• **Work instructions**:
Would you repeat the entries beneath, with nothing changed?

[Natural-language object grounding data]
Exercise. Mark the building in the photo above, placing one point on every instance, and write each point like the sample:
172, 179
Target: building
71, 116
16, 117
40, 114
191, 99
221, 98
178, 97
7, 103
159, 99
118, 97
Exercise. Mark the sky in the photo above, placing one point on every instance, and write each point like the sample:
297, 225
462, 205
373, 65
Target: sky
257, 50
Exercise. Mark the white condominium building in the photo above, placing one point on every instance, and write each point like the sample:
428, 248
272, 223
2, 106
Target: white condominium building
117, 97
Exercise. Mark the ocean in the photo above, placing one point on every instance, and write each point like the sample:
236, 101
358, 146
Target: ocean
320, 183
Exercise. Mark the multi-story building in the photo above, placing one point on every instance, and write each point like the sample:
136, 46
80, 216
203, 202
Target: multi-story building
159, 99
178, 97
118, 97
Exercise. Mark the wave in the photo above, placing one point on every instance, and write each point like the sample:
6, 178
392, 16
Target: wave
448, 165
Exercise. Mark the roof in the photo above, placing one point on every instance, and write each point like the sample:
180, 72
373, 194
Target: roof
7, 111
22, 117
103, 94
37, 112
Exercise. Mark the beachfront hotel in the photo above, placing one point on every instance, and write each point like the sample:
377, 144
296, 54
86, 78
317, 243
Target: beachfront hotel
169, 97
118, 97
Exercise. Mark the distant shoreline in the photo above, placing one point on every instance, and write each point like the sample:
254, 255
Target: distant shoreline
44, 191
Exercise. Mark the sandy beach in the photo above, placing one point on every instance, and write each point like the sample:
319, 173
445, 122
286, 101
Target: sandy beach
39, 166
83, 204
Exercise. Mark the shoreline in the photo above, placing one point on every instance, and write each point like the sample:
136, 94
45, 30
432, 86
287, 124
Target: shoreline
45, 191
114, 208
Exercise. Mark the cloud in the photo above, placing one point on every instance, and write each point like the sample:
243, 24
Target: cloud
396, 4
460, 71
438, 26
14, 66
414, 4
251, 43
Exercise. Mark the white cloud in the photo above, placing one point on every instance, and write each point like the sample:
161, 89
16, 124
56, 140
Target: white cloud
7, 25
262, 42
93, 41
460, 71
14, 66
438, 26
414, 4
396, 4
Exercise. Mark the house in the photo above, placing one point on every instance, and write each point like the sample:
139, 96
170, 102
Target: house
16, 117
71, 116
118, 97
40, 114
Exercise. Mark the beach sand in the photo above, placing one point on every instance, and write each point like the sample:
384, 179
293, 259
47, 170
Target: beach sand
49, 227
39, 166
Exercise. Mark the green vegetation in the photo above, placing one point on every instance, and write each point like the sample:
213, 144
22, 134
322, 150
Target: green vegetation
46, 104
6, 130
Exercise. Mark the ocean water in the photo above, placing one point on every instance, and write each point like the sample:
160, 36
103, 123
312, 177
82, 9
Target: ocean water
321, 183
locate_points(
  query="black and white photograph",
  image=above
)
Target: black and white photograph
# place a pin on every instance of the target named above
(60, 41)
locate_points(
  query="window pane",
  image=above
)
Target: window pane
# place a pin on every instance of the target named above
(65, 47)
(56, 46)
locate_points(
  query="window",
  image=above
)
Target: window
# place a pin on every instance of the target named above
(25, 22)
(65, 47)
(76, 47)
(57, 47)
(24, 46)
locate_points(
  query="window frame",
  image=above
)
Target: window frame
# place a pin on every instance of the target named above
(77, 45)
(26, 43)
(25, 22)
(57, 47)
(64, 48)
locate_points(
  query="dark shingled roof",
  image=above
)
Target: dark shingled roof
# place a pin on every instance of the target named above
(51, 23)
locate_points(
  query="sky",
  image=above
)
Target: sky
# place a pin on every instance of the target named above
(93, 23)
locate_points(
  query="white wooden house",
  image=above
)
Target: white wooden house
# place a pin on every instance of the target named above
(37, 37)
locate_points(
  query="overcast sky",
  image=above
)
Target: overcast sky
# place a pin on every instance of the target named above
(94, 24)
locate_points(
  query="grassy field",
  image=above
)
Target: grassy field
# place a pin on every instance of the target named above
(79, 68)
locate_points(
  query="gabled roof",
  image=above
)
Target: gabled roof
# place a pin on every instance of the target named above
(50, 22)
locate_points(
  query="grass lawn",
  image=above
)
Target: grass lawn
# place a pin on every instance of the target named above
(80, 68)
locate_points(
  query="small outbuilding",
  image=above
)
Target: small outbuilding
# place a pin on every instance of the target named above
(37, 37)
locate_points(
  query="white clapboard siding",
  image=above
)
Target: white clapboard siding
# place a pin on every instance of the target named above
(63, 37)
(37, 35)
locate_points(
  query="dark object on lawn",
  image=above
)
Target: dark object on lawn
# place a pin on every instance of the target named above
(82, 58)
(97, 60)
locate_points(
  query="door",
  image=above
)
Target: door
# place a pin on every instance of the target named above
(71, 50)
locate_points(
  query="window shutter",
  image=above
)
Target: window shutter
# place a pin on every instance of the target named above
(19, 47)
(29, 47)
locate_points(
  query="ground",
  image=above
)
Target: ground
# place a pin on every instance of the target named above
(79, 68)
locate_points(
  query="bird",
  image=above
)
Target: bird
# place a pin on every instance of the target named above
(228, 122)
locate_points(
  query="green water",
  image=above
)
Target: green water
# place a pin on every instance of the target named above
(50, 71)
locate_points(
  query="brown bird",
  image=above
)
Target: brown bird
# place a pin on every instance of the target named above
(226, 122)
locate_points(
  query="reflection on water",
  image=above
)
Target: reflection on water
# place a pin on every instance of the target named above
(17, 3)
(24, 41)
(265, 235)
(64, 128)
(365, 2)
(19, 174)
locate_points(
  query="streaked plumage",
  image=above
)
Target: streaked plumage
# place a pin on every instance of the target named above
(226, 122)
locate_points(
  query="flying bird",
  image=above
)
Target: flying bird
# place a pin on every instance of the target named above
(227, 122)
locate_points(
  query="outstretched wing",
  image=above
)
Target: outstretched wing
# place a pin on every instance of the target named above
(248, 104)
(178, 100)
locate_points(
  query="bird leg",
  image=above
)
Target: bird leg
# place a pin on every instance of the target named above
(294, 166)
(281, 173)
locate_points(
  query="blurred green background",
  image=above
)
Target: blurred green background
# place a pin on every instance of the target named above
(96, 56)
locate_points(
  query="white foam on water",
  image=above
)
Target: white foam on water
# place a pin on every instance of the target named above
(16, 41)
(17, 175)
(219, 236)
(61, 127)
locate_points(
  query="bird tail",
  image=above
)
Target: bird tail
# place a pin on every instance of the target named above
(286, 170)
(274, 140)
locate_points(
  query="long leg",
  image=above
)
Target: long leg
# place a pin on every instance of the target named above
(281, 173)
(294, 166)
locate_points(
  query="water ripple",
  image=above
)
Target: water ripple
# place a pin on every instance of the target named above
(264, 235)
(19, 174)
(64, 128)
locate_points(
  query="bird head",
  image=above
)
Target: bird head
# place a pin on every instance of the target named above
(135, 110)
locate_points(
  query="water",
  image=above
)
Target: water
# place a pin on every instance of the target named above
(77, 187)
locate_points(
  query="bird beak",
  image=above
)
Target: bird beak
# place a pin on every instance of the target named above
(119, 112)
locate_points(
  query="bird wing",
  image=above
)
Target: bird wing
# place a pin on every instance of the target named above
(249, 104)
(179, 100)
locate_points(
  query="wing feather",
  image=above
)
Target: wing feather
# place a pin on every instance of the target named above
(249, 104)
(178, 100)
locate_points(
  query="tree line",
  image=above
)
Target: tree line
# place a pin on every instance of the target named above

• **Task answer**:
Exercise. Mark the building in the photo above, placing one point on every instance, and write each point like the sample:
172, 179
Target: building
71, 116
16, 117
40, 114
191, 99
221, 98
178, 97
7, 103
159, 99
118, 97
Exercise. Mark the sky in the photo above, placing one point on every instance, and write each point like the sample:
297, 225
462, 205
373, 65
Target: sky
257, 50
Exercise. Mark the white condominium building in the photo above, placing one point on every instance, and write each point like the sample:
428, 248
272, 223
2, 106
Target: white condominium building
117, 97
Exercise. Mark the ocean in the photo above, placing one point on every instance, and write each point like the sample:
236, 101
358, 146
Target: ocean
320, 183
Exercise. Mark the multi-story building in the photo above, placing one point on every instance, and write each point like the sample:
136, 46
80, 216
203, 202
Target: multi-story building
159, 99
178, 97
118, 97
Exercise. Mark the wave in the photo above, placing one point on every instance, and write each point like the sample:
6, 178
392, 16
Target: wave
448, 165
Exercise. Mark the roof in the photo above, placing one point on every instance, and write each point like the sample:
180, 72
373, 194
Target: roof
7, 111
22, 117
103, 94
37, 112
Exercise. Mark the beachfront hotel in the photo above, placing one point on every instance, and write each point like the sample:
377, 144
296, 54
86, 78
317, 243
Target: beachfront hotel
169, 97
118, 97
Exercise. Mark the distant shoreline in the photo above, placing one point on every instance, and write each point like the sample:
254, 255
Target: distant shoreline
44, 191
Exercise. Mark the sandy beach in the photo above, placing one point on every instance, and write each point like the sample:
319, 173
445, 122
286, 101
Target: sandy beach
39, 166
83, 204
Exercise. Mark the shoreline in the photo above, placing one point on every instance, and write each point like the sample:
136, 94
45, 30
432, 86
287, 124
Target: shoreline
45, 191
114, 208
Exercise. Mark the cloud in the photo above, placing one point on every instance, and write each point like the sample:
243, 24
Target: cloud
396, 4
460, 71
438, 26
14, 66
414, 4
251, 43
Exercise. Mark the white cloud in the photo above, placing one point on every instance, and write each point like the sample:
161, 89
16, 124
56, 140
Target: white cloud
7, 25
262, 42
93, 41
460, 71
14, 66
438, 26
414, 4
396, 4
Exercise. Mark the house in the photo above, placing one point on every instance, and write each point like the sample:
139, 96
170, 102
Target: house
16, 117
71, 116
118, 97
40, 114
Exercise. Mark the beach sand in the photo above, placing one point on every instance, and write each point like the sample:
384, 179
293, 259
47, 170
Target: beach sand
49, 227
39, 166
Exercise. Mark the green vegetation in the photo above, placing one point on every instance, and write each point like the sample:
213, 144
22, 134
322, 150
Target: green vegetation
46, 104
6, 130
Exercise. Mark the ocean water in the photo above, placing one point on every instance, and write each point like the sample:
160, 36
103, 123
312, 177
82, 9
Target: ocean water
321, 183
locate_points(
  query="black and white photograph",
  image=above
)
Target: black and white photograph
# place a pin on every instance of the target named above
(60, 41)
locate_points(
  query="window pane",
  image=above
)
Target: window pane
# place a pin on every instance of the target named above
(65, 47)
(56, 46)
locate_points(
  query="window",
  image=above
)
Target: window
# place a pin on every instance of the target named above
(25, 22)
(65, 47)
(76, 47)
(57, 47)
(24, 46)
locate_points(
  query="window frame",
  image=above
)
Target: window frame
# place a pin on every instance of the target named above
(77, 45)
(26, 43)
(25, 22)
(57, 47)
(64, 48)
locate_points(
  query="dark shingled roof",
  image=above
)
Target: dark shingled roof
# place a pin on every instance of the target named above
(51, 23)
locate_points(
  query="sky",
  image=above
)
Target: sky
# place a pin on every instance of the target named above
(93, 23)
locate_points(
  query="white wooden house",
  image=above
)
Target: white wooden house
# place a pin on every instance of the target named above
(37, 37)
locate_points(
  query="overcast sky",
  image=above
)
Target: overcast sky
# place a pin on every instance of the target named above
(94, 24)
locate_points(
  query="grassy field",
  image=above
)
Target: grassy field
# place a pin on every instance of the target named above
(79, 68)
locate_points(
  query="gabled roof",
  image=above
)
Target: gabled roof
# place a pin on every instance of the target named above
(50, 22)
locate_points(
  query="grass lawn",
  image=above
)
Target: grass lawn
# place a pin on every instance of the target named above
(80, 68)
locate_points(
  query="small outbuilding",
  image=above
)
Target: small outbuilding
# place a pin on every instance of the target named above
(37, 37)
locate_points(
  query="white clapboard siding",
  image=above
)
Target: white clapboard siding
# place a pin on every instance of the target named above
(63, 37)
(37, 35)
locate_points(
  query="dark object on lawn",
  image=above
)
Target: dark object on lawn
# place a pin on every instance of the target named above
(82, 58)
(97, 60)
locate_points(
  query="door",
  image=above
)
Target: door
# place a pin on every instance of the target named above
(71, 50)
locate_points(
  query="window shutter",
  image=above
)
Target: window shutter
# place a pin on every instance of the target named above
(19, 47)
(29, 47)
locate_points(
  query="ground",
  image=above
)
Target: ground
# place a pin on every instance of the target named above
(79, 68)
locate_points(
  query="bird",
  image=above
)
Target: bird
# place a pin on every instance of the target named above
(228, 122)
locate_points(
  query="green water",
  image=above
)
Target: green water
# place a pin on every instance of the target named above
(50, 71)
locate_points(
  query="brown bird",
  image=above
)
Target: brown bird
# place a pin on every instance of the target named above
(226, 122)
locate_points(
  query="reflection on water",
  image=above
)
Target: reflection on water
# place a pin on every instance of the target named above
(17, 3)
(24, 41)
(265, 235)
(64, 128)
(365, 2)
(19, 174)
locate_points(
  query="streaked plumage",
  image=above
)
Target: streaked plumage
# place a pin on every instance of the target named above
(226, 122)
locate_points(
  query="flying bird",
  image=above
)
Target: flying bird
# place a pin on every instance of the target named above
(227, 122)
locate_points(
  query="outstretched wing",
  image=above
)
Target: outstretched wing
# place a pin on every instance of the target named above
(248, 104)
(178, 100)
locate_points(
  query="bird leg",
  image=above
)
Target: bird leg
# place a pin on every instance of the target named above
(294, 166)
(281, 173)
locate_points(
  query="blurred green background",
  image=above
)
Target: blurred green background
# place a pin on every instance of the target named above
(96, 56)
locate_points(
  query="white foam on water",
  image=above
)
Target: white foam on water
# place a pin on every instance of the target named above
(16, 41)
(17, 175)
(219, 236)
(61, 127)
locate_points(
  query="bird tail",
  image=above
)
Target: bird tail
# place a pin on every instance of the target named above
(286, 170)
(274, 140)
locate_points(
  query="long leg",
  image=above
)
Target: long leg
# place a pin on every instance of the target named above
(281, 173)
(294, 166)
locate_points(
  query="water ripple",
  image=above
)
Target: water ripple
# place a pin on every instance of the target named above
(264, 235)
(19, 174)
(64, 128)
locate_points(
  query="bird head",
  image=above
)
Target: bird head
# place a pin on every instance of the target named above
(135, 110)
locate_points(
  query="water",
  image=above
)
Target: water
# place a pin on every instance of the target named above
(77, 187)
locate_points(
  query="bird beak",
  image=above
)
Target: bird beak
# place a pin on every instance of the target named above
(119, 112)
locate_points(
  query="bird wing",
  image=above
)
Target: bird wing
# place a pin on every instance of the target named above
(249, 104)
(179, 100)
locate_points(
  query="wing feather",
  image=above
)
Target: wing feather
# place a pin on every instance of the target named above
(249, 104)
(178, 100)
locate_points(
  query="tree line",
  image=above
)
Target: tree line
# place a pin on every instance of the target named above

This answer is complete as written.